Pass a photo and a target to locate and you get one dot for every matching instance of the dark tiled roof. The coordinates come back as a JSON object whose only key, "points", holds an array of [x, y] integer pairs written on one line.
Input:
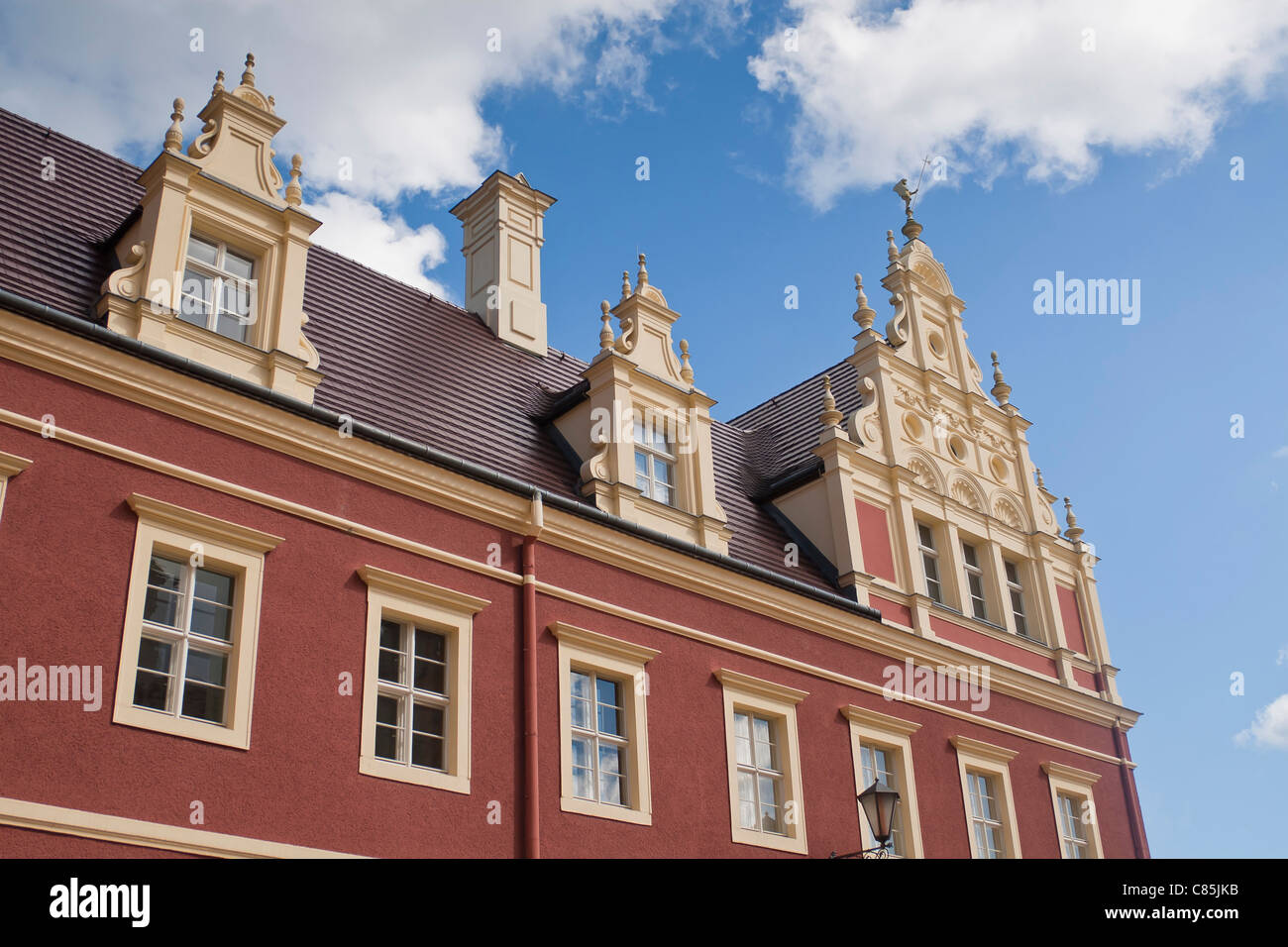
{"points": [[789, 423], [391, 356]]}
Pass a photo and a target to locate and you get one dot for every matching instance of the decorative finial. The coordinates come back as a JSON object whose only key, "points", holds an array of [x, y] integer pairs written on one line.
{"points": [[831, 416], [294, 192], [1001, 390], [686, 368], [1074, 531], [605, 330], [864, 315], [174, 134], [906, 195]]}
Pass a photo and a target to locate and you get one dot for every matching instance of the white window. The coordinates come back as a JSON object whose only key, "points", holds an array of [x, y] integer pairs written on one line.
{"points": [[416, 682], [1016, 586], [1072, 796], [655, 462], [883, 751], [412, 696], [218, 290], [191, 624], [599, 740], [930, 562], [879, 766], [187, 639], [603, 720], [986, 815], [974, 581], [764, 763], [1073, 838], [760, 774], [990, 801]]}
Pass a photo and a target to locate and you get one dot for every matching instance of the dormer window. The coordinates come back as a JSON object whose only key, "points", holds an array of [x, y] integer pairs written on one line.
{"points": [[218, 289], [655, 462]]}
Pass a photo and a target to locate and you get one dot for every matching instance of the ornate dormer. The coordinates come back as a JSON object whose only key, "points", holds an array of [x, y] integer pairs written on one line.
{"points": [[644, 431], [211, 265]]}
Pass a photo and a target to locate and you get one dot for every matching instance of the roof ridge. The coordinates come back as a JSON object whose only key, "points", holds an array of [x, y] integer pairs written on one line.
{"points": [[737, 418]]}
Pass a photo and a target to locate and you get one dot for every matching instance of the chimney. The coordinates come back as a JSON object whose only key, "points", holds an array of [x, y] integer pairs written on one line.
{"points": [[502, 237]]}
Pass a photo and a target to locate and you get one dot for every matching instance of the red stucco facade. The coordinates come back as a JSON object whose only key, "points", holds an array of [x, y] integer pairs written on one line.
{"points": [[65, 539]]}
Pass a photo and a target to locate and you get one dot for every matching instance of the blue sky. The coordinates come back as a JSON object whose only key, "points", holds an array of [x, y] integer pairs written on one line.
{"points": [[1112, 162]]}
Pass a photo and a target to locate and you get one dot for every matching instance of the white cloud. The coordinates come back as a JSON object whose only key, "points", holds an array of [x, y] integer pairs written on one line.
{"points": [[380, 240], [992, 82], [394, 88], [1269, 727]]}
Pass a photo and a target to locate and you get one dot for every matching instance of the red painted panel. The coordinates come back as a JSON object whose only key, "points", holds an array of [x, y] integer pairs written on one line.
{"points": [[892, 611], [1014, 654], [875, 541], [1072, 617], [65, 539]]}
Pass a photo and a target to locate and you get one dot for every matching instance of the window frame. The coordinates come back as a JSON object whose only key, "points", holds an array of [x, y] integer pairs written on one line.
{"points": [[656, 455], [743, 693], [931, 552], [623, 663], [217, 272], [230, 548], [979, 571], [1013, 589], [894, 736], [393, 596], [978, 757], [1077, 784]]}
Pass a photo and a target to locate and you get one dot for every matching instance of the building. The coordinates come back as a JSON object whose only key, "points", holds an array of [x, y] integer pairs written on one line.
{"points": [[301, 561]]}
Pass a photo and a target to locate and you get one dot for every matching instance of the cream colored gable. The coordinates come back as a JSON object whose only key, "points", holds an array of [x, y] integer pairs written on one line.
{"points": [[224, 189]]}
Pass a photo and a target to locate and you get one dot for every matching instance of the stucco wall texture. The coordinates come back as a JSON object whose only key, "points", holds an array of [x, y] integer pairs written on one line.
{"points": [[65, 540]]}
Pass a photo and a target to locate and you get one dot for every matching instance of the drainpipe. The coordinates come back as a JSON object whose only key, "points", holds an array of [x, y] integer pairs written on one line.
{"points": [[1137, 828], [531, 792]]}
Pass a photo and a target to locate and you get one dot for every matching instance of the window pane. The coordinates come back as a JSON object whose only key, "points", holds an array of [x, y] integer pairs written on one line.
{"points": [[161, 607], [155, 655], [390, 667], [165, 574], [151, 689], [426, 719], [202, 250], [386, 742], [426, 751], [430, 644], [207, 668], [386, 710], [211, 620], [239, 265], [214, 586], [204, 702], [430, 677], [231, 328]]}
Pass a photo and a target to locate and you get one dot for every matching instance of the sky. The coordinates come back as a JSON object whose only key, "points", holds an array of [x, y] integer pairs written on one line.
{"points": [[1120, 140]]}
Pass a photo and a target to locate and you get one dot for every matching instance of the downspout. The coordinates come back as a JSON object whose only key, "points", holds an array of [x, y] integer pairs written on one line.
{"points": [[1137, 828], [531, 791]]}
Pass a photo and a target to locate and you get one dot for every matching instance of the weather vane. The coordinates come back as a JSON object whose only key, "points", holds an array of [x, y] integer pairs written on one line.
{"points": [[902, 189]]}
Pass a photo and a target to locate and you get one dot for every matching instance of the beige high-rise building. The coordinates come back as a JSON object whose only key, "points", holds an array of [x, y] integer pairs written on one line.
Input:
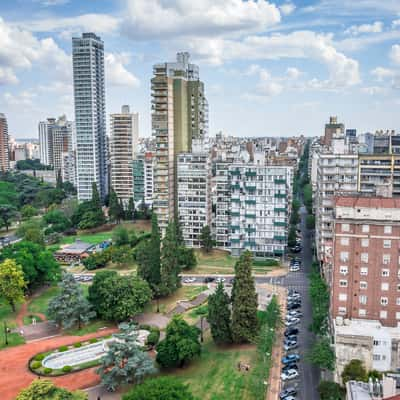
{"points": [[4, 151], [123, 145], [179, 115]]}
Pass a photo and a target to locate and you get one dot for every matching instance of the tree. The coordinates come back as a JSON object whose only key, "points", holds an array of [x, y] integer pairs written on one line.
{"points": [[125, 362], [113, 210], [28, 211], [7, 213], [206, 239], [70, 307], [219, 316], [162, 388], [330, 391], [181, 344], [322, 355], [354, 371], [120, 236], [116, 297], [41, 389], [244, 301], [170, 268], [12, 282], [130, 213], [38, 264]]}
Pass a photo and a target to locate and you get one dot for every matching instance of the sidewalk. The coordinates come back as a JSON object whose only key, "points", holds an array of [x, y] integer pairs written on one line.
{"points": [[274, 380]]}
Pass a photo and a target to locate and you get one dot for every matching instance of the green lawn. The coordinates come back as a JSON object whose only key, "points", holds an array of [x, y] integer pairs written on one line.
{"points": [[214, 376], [221, 262], [8, 317]]}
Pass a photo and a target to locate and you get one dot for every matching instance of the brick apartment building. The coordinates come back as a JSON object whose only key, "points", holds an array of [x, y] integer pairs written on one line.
{"points": [[366, 272]]}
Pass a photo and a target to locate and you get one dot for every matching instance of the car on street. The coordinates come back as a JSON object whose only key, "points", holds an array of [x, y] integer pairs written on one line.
{"points": [[291, 374], [291, 331], [290, 358], [284, 394]]}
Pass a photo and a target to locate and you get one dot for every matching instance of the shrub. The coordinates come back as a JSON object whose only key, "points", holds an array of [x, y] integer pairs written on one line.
{"points": [[154, 337], [66, 368], [36, 364]]}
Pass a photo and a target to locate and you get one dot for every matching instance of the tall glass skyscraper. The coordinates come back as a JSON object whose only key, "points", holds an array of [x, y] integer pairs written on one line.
{"points": [[90, 120]]}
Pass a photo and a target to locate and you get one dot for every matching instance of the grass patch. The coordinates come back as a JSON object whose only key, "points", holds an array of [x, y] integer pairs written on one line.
{"points": [[91, 327], [40, 303], [168, 303]]}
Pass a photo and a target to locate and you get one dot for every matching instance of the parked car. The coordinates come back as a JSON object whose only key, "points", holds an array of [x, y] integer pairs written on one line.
{"points": [[290, 391], [290, 358], [291, 374], [291, 331]]}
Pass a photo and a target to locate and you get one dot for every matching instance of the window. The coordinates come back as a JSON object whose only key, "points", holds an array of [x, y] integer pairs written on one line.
{"points": [[344, 241], [387, 244], [386, 259], [364, 257], [365, 228], [387, 229], [342, 310], [344, 256], [345, 227], [364, 242]]}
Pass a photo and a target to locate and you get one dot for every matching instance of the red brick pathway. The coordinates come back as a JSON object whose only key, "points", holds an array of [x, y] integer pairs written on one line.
{"points": [[15, 375]]}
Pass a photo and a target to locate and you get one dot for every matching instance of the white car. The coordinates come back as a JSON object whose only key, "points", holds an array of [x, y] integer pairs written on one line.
{"points": [[291, 374]]}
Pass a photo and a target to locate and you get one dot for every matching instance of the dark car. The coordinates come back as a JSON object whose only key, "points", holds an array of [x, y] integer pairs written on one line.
{"points": [[290, 391], [291, 331]]}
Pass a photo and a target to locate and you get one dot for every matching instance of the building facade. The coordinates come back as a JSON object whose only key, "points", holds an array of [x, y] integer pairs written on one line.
{"points": [[4, 147], [89, 96], [179, 114], [123, 145], [194, 195]]}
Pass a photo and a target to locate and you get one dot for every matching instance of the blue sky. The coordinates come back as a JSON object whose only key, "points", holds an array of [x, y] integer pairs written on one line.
{"points": [[270, 68]]}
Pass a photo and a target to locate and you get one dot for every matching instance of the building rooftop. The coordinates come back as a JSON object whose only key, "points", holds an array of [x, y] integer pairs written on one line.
{"points": [[367, 202]]}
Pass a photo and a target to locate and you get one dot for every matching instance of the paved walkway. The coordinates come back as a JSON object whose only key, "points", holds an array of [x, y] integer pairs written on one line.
{"points": [[15, 375]]}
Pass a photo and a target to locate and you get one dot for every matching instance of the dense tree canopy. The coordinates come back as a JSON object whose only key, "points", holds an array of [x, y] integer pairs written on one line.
{"points": [[116, 297], [37, 263], [163, 388]]}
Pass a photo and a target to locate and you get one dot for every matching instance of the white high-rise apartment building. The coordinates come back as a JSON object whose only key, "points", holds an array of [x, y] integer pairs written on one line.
{"points": [[123, 145], [194, 195], [90, 121]]}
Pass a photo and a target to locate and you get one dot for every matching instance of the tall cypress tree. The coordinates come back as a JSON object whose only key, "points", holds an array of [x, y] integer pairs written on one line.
{"points": [[219, 316], [244, 301], [170, 267]]}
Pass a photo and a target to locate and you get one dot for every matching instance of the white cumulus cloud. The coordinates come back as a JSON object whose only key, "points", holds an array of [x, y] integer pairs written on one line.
{"points": [[171, 18]]}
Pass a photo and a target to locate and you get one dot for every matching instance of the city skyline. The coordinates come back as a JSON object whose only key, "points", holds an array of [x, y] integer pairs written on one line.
{"points": [[260, 61]]}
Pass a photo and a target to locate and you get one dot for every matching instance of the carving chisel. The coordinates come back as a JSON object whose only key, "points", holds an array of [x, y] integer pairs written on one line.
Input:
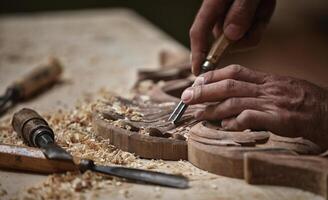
{"points": [[32, 83], [36, 133], [212, 59]]}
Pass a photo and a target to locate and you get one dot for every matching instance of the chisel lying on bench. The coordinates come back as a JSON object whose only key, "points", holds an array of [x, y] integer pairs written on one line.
{"points": [[52, 158]]}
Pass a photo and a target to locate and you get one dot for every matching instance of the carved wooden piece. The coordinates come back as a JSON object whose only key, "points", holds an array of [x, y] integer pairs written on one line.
{"points": [[309, 173], [226, 161], [162, 140], [222, 152], [170, 91], [31, 160]]}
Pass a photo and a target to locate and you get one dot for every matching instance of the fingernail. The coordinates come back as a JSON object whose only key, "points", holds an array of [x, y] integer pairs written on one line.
{"points": [[233, 32], [192, 69], [224, 124], [187, 95], [199, 114], [199, 81]]}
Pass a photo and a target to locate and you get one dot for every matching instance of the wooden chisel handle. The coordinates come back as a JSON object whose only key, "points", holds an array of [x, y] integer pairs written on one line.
{"points": [[218, 48], [37, 80], [34, 130]]}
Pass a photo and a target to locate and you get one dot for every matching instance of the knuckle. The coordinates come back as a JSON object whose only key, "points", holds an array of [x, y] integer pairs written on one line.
{"points": [[235, 70], [194, 32], [198, 92], [208, 77], [229, 84], [247, 116], [232, 102]]}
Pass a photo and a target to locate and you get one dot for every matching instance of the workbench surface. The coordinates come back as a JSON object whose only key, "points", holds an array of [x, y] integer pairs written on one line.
{"points": [[104, 49]]}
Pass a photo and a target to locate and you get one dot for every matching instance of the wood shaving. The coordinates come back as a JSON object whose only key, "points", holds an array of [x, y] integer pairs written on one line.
{"points": [[67, 186], [73, 131]]}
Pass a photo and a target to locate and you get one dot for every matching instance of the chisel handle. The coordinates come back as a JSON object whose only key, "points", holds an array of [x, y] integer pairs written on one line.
{"points": [[37, 80], [34, 130]]}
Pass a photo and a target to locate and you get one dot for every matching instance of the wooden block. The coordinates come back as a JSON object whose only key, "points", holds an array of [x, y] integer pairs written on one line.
{"points": [[163, 140], [31, 160], [222, 152], [221, 160], [309, 173]]}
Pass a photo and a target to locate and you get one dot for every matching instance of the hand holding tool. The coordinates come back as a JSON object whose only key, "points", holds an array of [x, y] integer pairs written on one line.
{"points": [[37, 80], [36, 132], [212, 59]]}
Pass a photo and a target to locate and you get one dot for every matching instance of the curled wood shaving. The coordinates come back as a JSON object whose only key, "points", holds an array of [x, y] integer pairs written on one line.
{"points": [[74, 132]]}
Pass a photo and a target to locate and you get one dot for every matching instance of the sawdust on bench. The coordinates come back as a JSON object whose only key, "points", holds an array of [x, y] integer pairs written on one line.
{"points": [[74, 132]]}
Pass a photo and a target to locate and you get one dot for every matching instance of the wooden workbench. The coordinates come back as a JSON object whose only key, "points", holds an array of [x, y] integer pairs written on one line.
{"points": [[104, 49]]}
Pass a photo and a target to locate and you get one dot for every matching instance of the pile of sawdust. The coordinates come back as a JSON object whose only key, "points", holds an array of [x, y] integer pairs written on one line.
{"points": [[73, 131]]}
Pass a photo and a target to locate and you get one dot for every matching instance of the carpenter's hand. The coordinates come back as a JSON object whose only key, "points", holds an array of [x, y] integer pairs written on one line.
{"points": [[234, 18], [255, 100]]}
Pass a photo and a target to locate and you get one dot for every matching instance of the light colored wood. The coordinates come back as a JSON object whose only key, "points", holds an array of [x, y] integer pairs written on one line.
{"points": [[218, 49], [142, 145], [222, 152], [92, 46], [30, 159], [225, 161], [309, 173], [39, 79]]}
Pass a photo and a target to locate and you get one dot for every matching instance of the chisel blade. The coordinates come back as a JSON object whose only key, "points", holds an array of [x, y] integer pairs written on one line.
{"points": [[157, 178]]}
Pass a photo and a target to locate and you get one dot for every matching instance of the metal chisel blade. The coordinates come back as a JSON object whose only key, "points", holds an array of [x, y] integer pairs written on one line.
{"points": [[151, 177], [178, 112], [54, 152]]}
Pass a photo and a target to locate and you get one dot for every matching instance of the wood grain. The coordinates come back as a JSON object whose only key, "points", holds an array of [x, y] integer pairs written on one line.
{"points": [[142, 145], [308, 173], [31, 159]]}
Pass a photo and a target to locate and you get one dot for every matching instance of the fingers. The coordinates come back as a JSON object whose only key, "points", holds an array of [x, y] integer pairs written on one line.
{"points": [[219, 91], [240, 18], [235, 72], [229, 108], [249, 119], [210, 13]]}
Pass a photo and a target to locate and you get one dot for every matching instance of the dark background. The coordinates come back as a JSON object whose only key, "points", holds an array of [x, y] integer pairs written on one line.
{"points": [[295, 43], [174, 17]]}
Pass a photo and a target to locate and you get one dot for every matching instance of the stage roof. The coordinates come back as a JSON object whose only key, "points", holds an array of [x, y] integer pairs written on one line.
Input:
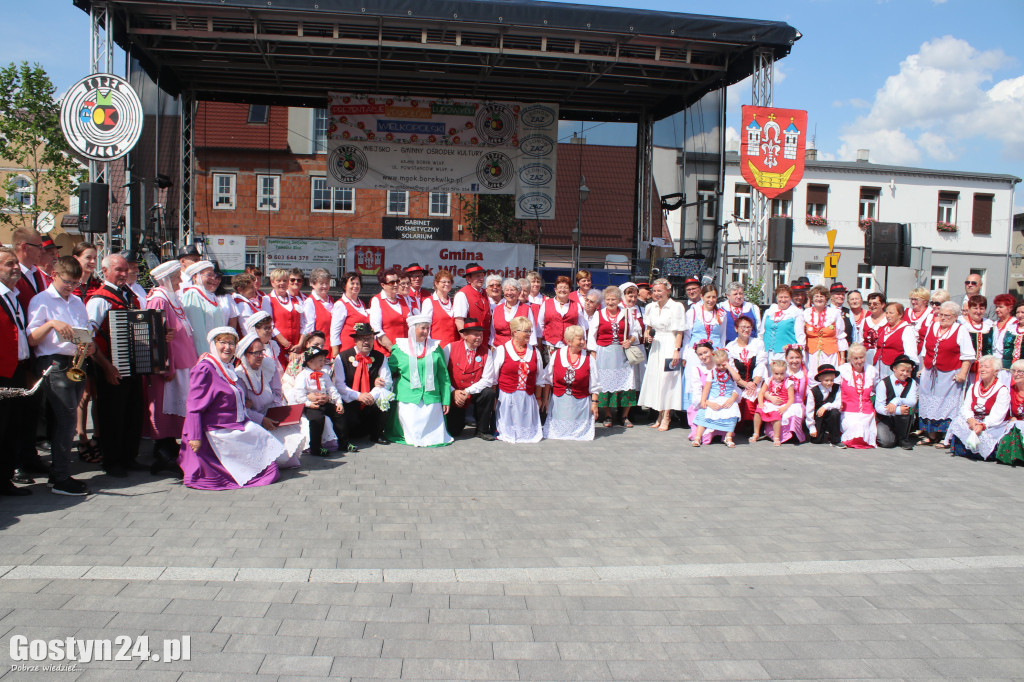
{"points": [[601, 64]]}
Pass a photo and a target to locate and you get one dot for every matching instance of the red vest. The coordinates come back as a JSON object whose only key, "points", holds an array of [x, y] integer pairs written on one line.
{"points": [[464, 369], [554, 324], [948, 355], [479, 308], [580, 385], [353, 315], [442, 324], [503, 333], [508, 373]]}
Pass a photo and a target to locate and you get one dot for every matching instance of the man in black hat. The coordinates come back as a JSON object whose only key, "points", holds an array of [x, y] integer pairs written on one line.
{"points": [[357, 372], [470, 368]]}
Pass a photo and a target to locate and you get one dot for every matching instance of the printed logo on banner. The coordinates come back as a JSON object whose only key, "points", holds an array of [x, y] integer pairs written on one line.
{"points": [[537, 116], [101, 117], [495, 170], [347, 164], [536, 174], [536, 204], [537, 145], [496, 123]]}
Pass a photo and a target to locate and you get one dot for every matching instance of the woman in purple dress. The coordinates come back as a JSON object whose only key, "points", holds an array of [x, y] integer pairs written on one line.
{"points": [[221, 448]]}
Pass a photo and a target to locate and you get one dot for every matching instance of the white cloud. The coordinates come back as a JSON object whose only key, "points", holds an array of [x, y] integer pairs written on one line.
{"points": [[937, 102]]}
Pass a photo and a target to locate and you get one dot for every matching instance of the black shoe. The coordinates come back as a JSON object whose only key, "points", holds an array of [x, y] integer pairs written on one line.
{"points": [[70, 486], [22, 476], [8, 488]]}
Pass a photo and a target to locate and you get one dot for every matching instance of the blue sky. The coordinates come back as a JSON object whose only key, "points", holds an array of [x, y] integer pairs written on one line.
{"points": [[930, 83]]}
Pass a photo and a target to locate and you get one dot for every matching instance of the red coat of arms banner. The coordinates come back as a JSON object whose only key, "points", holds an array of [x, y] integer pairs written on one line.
{"points": [[772, 146]]}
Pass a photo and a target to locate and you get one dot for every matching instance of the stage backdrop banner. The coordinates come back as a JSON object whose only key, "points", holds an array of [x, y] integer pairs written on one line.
{"points": [[370, 257], [304, 254], [228, 251], [456, 145]]}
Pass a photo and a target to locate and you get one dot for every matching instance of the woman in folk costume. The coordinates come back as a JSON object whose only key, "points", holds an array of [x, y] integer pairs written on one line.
{"points": [[346, 313], [167, 394], [1011, 448], [662, 387], [318, 306], [520, 376], [389, 312], [509, 308], [897, 338], [610, 333], [825, 333], [572, 403], [857, 383], [439, 305], [751, 361], [422, 387], [221, 448], [260, 380], [736, 306], [945, 359], [200, 303], [781, 325], [982, 420]]}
-=-=-=-=-
> Do this:
Reproduce only the lines running from the one with "woman in folk" through the final line of the listing above, both ends included.

> Exercise response:
Pass a photo and a target to locate and you get one dot for every matching instance of the woman in folk costume. The coordinates come back as a JSON object whose only key, "points", holds an array of [x, y] integer pairs written on one line.
{"points": [[346, 313], [167, 394], [1011, 448], [662, 387], [318, 306], [520, 376], [389, 312], [509, 308], [897, 338], [610, 333], [825, 333], [572, 403], [857, 383], [439, 305], [751, 361], [422, 387], [221, 448], [260, 380], [736, 306], [945, 359], [200, 303], [781, 325], [982, 420]]}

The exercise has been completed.